> **Instructions to follow**:
Line by line, print the records exactly as they are, dropping the pictures.
(Supplied records)
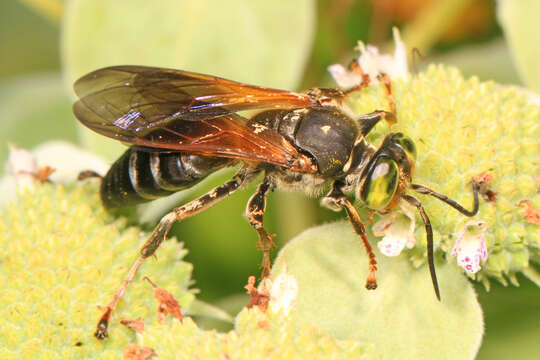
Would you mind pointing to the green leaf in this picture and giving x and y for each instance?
(519, 20)
(259, 42)
(34, 109)
(402, 317)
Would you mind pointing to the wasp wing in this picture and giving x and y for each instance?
(185, 111)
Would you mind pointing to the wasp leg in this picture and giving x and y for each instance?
(336, 199)
(162, 229)
(255, 214)
(385, 79)
(425, 190)
(429, 235)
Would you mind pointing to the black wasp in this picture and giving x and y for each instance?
(185, 126)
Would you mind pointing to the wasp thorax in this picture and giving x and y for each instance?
(381, 184)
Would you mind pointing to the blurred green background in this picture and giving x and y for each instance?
(46, 44)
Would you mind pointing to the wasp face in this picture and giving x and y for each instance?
(388, 173)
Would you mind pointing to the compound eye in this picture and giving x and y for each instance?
(381, 184)
(406, 144)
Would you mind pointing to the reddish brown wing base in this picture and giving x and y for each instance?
(185, 111)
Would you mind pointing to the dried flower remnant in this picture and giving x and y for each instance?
(167, 303)
(470, 246)
(374, 64)
(530, 214)
(136, 352)
(397, 230)
(283, 293)
(137, 325)
(22, 165)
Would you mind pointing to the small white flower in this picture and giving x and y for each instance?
(373, 64)
(470, 246)
(397, 229)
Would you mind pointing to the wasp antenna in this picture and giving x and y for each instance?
(429, 234)
(425, 190)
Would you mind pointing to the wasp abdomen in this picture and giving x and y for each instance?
(142, 175)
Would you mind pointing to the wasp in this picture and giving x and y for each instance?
(183, 126)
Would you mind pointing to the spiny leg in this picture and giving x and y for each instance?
(337, 200)
(255, 214)
(429, 234)
(160, 233)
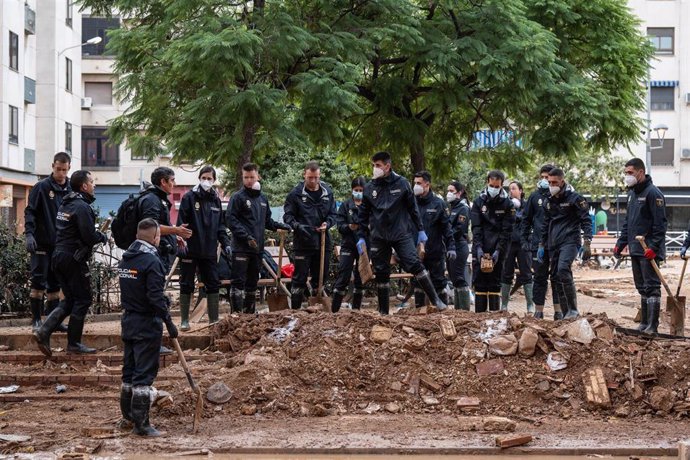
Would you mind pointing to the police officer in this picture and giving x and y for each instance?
(389, 210)
(248, 216)
(531, 227)
(441, 243)
(202, 213)
(347, 222)
(456, 196)
(565, 219)
(76, 236)
(646, 216)
(145, 310)
(516, 255)
(492, 216)
(309, 210)
(39, 229)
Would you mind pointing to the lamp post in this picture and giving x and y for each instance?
(90, 41)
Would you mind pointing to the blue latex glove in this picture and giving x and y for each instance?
(361, 246)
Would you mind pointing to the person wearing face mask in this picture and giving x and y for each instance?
(459, 209)
(646, 216)
(202, 213)
(566, 224)
(441, 243)
(516, 255)
(248, 216)
(389, 210)
(76, 235)
(530, 228)
(309, 211)
(348, 227)
(492, 216)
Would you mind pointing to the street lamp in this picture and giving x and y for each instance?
(90, 41)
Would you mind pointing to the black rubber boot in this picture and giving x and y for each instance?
(644, 314)
(383, 293)
(424, 281)
(141, 402)
(653, 309)
(74, 332)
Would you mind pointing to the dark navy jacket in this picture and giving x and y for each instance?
(492, 222)
(203, 213)
(142, 281)
(248, 216)
(76, 226)
(304, 214)
(434, 214)
(646, 215)
(389, 209)
(566, 215)
(533, 218)
(39, 216)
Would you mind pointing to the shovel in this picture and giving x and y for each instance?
(674, 304)
(320, 298)
(278, 300)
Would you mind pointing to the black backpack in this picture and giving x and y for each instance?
(124, 226)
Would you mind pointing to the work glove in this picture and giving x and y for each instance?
(31, 245)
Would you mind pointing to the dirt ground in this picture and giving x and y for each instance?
(416, 381)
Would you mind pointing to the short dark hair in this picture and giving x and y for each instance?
(496, 174)
(381, 156)
(636, 163)
(207, 169)
(78, 179)
(160, 173)
(62, 157)
(426, 175)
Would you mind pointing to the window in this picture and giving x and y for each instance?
(14, 51)
(663, 98)
(662, 39)
(96, 150)
(68, 137)
(68, 73)
(100, 92)
(14, 125)
(97, 27)
(663, 156)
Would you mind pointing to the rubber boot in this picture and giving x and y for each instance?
(213, 300)
(529, 296)
(185, 300)
(74, 332)
(42, 335)
(653, 308)
(424, 280)
(644, 314)
(383, 294)
(505, 296)
(141, 403)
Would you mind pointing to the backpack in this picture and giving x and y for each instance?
(124, 226)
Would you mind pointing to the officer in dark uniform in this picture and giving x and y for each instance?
(76, 237)
(389, 210)
(646, 216)
(347, 221)
(492, 216)
(457, 199)
(531, 226)
(309, 210)
(145, 310)
(441, 244)
(39, 229)
(566, 218)
(202, 213)
(248, 216)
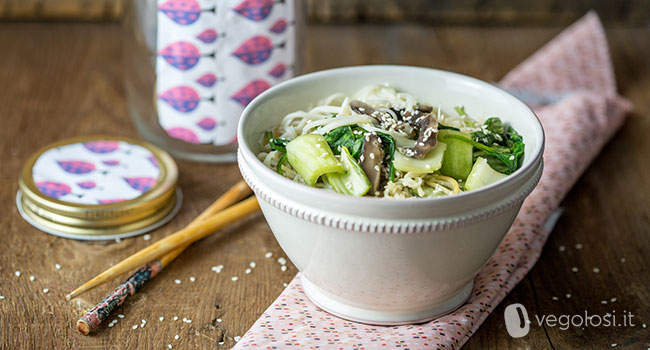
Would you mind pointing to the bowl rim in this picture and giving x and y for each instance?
(316, 193)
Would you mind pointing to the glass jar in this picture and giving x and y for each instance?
(191, 66)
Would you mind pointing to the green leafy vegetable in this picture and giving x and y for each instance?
(502, 148)
(279, 145)
(388, 145)
(345, 136)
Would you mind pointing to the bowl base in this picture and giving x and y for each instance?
(356, 314)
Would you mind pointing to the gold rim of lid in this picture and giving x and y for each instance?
(124, 216)
(101, 231)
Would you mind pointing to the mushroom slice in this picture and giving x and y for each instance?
(371, 158)
(361, 107)
(428, 126)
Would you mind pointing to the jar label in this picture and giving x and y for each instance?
(96, 172)
(214, 57)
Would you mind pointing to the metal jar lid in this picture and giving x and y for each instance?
(98, 187)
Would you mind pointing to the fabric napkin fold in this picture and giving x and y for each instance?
(575, 65)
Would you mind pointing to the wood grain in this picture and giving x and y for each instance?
(60, 80)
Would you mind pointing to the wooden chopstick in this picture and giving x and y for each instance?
(170, 246)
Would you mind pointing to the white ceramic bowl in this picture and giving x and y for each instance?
(388, 261)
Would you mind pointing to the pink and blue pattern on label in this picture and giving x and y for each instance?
(214, 57)
(97, 172)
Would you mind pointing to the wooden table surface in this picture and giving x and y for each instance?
(59, 80)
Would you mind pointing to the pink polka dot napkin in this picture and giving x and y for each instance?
(575, 68)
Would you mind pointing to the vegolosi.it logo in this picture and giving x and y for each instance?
(518, 322)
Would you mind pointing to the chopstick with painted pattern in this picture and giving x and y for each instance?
(101, 311)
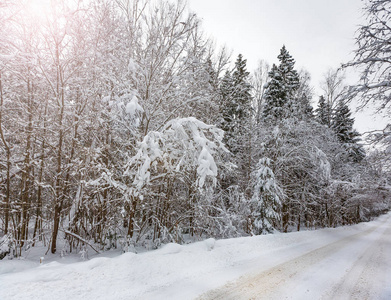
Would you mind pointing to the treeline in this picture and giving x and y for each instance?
(122, 125)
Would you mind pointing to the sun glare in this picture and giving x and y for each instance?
(38, 8)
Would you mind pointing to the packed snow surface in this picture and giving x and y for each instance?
(340, 263)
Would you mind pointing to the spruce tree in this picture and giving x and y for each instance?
(236, 105)
(280, 91)
(323, 112)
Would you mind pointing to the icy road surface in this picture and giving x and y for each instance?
(354, 267)
(352, 262)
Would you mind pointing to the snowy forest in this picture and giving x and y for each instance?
(122, 125)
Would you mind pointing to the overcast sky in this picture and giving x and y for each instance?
(319, 34)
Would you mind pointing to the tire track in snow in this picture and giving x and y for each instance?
(305, 275)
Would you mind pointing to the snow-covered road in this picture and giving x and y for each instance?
(352, 262)
(355, 267)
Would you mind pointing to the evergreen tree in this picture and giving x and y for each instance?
(236, 105)
(342, 125)
(280, 91)
(323, 112)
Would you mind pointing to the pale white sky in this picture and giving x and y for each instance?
(319, 34)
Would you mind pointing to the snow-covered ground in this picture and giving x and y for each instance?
(347, 262)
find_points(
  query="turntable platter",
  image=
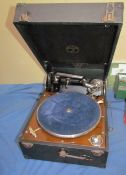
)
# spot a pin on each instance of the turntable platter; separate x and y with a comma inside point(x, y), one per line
point(68, 114)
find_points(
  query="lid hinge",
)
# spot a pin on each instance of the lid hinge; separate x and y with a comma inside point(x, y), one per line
point(109, 13)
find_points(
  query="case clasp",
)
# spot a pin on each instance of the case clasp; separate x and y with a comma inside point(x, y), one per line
point(109, 13)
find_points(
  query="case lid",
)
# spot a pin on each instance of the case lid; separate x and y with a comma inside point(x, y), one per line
point(72, 38)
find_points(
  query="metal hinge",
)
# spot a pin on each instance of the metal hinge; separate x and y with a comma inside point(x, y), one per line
(End Supplied records)
> **Result of the task**:
Would you mind pointing to the green leaf in this picture and giving x and y for each instance?
(519, 20)
(259, 42)
(34, 109)
(402, 317)
Would you mind pointing to the wasp wing in this picture and giving x and y for each instance?
(185, 111)
Would you mind pointing to the wasp leg in this picture and giving x and y for each instance?
(336, 199)
(162, 229)
(255, 214)
(385, 79)
(425, 190)
(429, 235)
Would you mind pointing to the black wasp in this picture and giving x and y for each instance?
(185, 126)
Would you mind pointing to the wasp thorax in this picture and giving x and y for each instance?
(381, 184)
Would you mind pointing to the blurred green background in this picture and giving x and y for each instance?
(46, 44)
Would you mind pointing to the wasp face in this picture and giving x and y for each instance?
(388, 173)
Would you mind pointing to the compound eye in this picture and giving x and y for each instance?
(381, 184)
(406, 144)
Would you mind pointing to the reddish brown wing base in this picture and giving x and y for each instance?
(185, 111)
Would you mind pointing to the dried flower remnant in this picture and giving x and y for each instance?
(167, 303)
(470, 246)
(374, 64)
(530, 214)
(136, 352)
(397, 230)
(283, 293)
(137, 325)
(22, 165)
Would you mind pointing to the small white flower in this picture and giving x and y for each instance?
(373, 64)
(470, 246)
(397, 229)
Would you mind pointing to the wasp antenna in this picture and giving x and y for each instance?
(429, 234)
(425, 190)
Would you mind pointing to the wasp abdomen in this picture and giving x and y for each instance?
(142, 175)
Would you mind pointing to the wasp in this picture and giving x and y for each instance?
(183, 126)
Would you mind pointing to the spiny leg in this picture and giving x and y for each instance?
(337, 200)
(255, 214)
(429, 234)
(160, 233)
Would you mind pointing to the police officer in this picture and giving x and y for each instance?
(389, 210)
(248, 216)
(531, 227)
(441, 243)
(202, 213)
(347, 222)
(456, 196)
(565, 219)
(76, 236)
(646, 216)
(145, 310)
(516, 255)
(492, 216)
(309, 210)
(39, 229)
Would you mind pointing to the lamp post in this picture and giving x and y for each instance?
(90, 41)
Would you mind pointing to the blue latex glove in this picture and giving x and y for each instance?
(361, 246)
Would you mind pointing to the person wearing face mask in this picture and giving x and y for each instance?
(459, 209)
(646, 216)
(202, 213)
(566, 224)
(441, 243)
(516, 255)
(248, 216)
(389, 210)
(76, 235)
(530, 228)
(309, 211)
(348, 227)
(492, 216)
Would you mind pointing to the street lamp in this picture and giving x and y for each instance?
(90, 41)
Would you mind pointing to the black rubber boot in this picture and giving x and y for each instance?
(644, 314)
(383, 293)
(424, 281)
(141, 402)
(653, 309)
(74, 332)
Would you mind pointing to the dark navy jacket in this picture and giving x and y for each instance?
(492, 222)
(203, 213)
(142, 281)
(248, 216)
(76, 226)
(304, 214)
(434, 214)
(646, 215)
(389, 209)
(566, 215)
(533, 218)
(39, 216)
Would you mind pointing to the shovel in this picture and giving x and y for each instance?
(674, 304)
(320, 298)
(278, 300)
Would you mind pointing to the black backpack in this picture and giving x and y for each instance?
(124, 226)
Would you mind pointing to the work glove in this picture and giving x and y for each instance?
(31, 245)
Would you mind pointing to the dirt ground in this picture and giving x and y for each instance?
(416, 381)
Would you mind pointing to the short dark hair in this picture and giving x and y for each instance?
(496, 174)
(381, 156)
(636, 163)
(207, 169)
(78, 179)
(160, 173)
(62, 157)
(426, 175)
Would you mind pointing to the window in this picture and giving x and y for each instance?
(14, 51)
(663, 98)
(662, 39)
(96, 150)
(68, 137)
(68, 73)
(100, 92)
(14, 125)
(97, 27)
(663, 156)
Would you mind pointing to the rubber boot in this picture and giving x and y for each instance?
(213, 300)
(529, 296)
(185, 300)
(74, 332)
(42, 335)
(653, 308)
(424, 280)
(644, 314)
(383, 294)
(505, 296)
(141, 403)
Would you mind pointing to the backpack in this picture and giving x and y for each instance?
(124, 226)
Would you mind pointing to the officer in dark uniform in this picture and giving x and y for each instance?
(76, 237)
(389, 210)
(646, 216)
(347, 221)
(492, 216)
(457, 199)
(531, 226)
(309, 210)
(145, 310)
(441, 244)
(39, 229)
(566, 218)
(202, 213)
(248, 216)
Would you mind pointing to the bowl rim in this picture and giving x and y for each instance?
(316, 193)
Would you mind pointing to the glass jar in this picture and giving x and y for each instance?
(191, 66)
Would you mind pointing to the green leafy vegetable in this picture and giving x and y for each instance?
(502, 148)
(279, 145)
(388, 145)
(345, 136)
Would you mind pointing to the bowl base in this picture and giving x and y for each instance?
(356, 314)
Would you mind pointing to the gold rim of lid in this picture and giving x and y for each instance?
(124, 216)
(101, 231)
Would you mind pointing to the mushroom slice in this picture and giving x and y for each instance?
(371, 158)
(361, 107)
(428, 126)
Would you mind pointing to the jar label in this picture and giving x and y for each instance?
(96, 172)
(214, 57)
Would you mind pointing to the metal jar lid in this picture and giving x and y for each instance?
(98, 187)
Would you mind pointing to the fabric napkin fold in this picture and giving x and y for each instance?
(575, 65)
Would you mind pointing to the wood grain in this picture and giving x and y for each instance?
(60, 80)
Would you mind pointing to the wooden chopstick in this picture and giving x and y for each instance?
(170, 246)
Would you mind pointing to the white ceramic bowl in this picture and giving x and y for each instance?
(388, 261)
Would you mind pointing to the pink and blue pattern on label in this picture and giving x and y for each instance?
(214, 57)
(97, 172)
Would you mind pointing to the wooden table surface in this picture and giving x and y for each instance?
(59, 80)
Would you mind pointing to the pink polka dot napkin in this picture and giving x and y for each instance?
(575, 68)
Would you mind pointing to the vegolosi.it logo in this picture and giving x and y for each instance?
(518, 322)
Would you mind pointing to the chopstick with painted pattern in this picture and giving x and y for each instance?
(101, 311)
Would you mind pointing to the treeline in this picture and giving x and y for each instance?
(122, 125)
Would you mind pointing to the sun glare in this picture and giving x and y for each instance?
(38, 8)
Would you mind pointing to the packed snow surface in this picture and giving x and y for each instance?
(340, 263)
Would you mind pointing to the spruce tree in this picture and giving x and y for each instance?
(236, 105)
(280, 91)
(323, 112)
Would you mind pointing to the icy road surface in this picture and giving x and y for each instance?
(354, 267)
(352, 262)
Would you mind pointing to the snowy forest in this picture and giving x and y for each instance?
(122, 125)
Would you mind pointing to the overcast sky in this picture and giving x and y for each instance?
(319, 34)
Would you mind pointing to the tire track in snow in this picture and giving x and y for each instance?
(305, 275)
Would you mind pointing to the snow-covered road in this picture and giving x and y for each instance?
(352, 262)
(355, 267)
Would you mind pointing to the evergreen tree in this picture and giving x and y for each instance?
(236, 105)
(342, 125)
(280, 91)
(323, 112)
Would you mind pointing to the pale white sky in this picture and giving x and y for each instance?
(319, 34)
Would you mind pointing to the snow-covered ground in this picture and giving x and y for each instance?
(347, 262)
find_points(
  query="turntable platter",
  image=
)
# spot a pin on each instance of the turntable platter; separate x and y with a comma inside point(x, y), one per line
point(68, 114)
find_points(
  query="lid hinge",
)
# spot a pin on each instance of the lid hinge; separate x and y with a comma inside point(x, y), one per line
point(109, 13)
find_points(
  query="case clasp",
)
# spot a pin on each instance of the case clasp; separate x and y with a comma inside point(x, y), one per line
point(109, 13)
find_points(
  query="case lid",
)
# spot a pin on each instance of the case lid; separate x and y with a comma inside point(x, y), one per line
point(72, 38)
find_points(
  query="metal hinge",
)
# spot a pin on each instance of the metal hinge; separate x and y with a comma inside point(x, y), one per line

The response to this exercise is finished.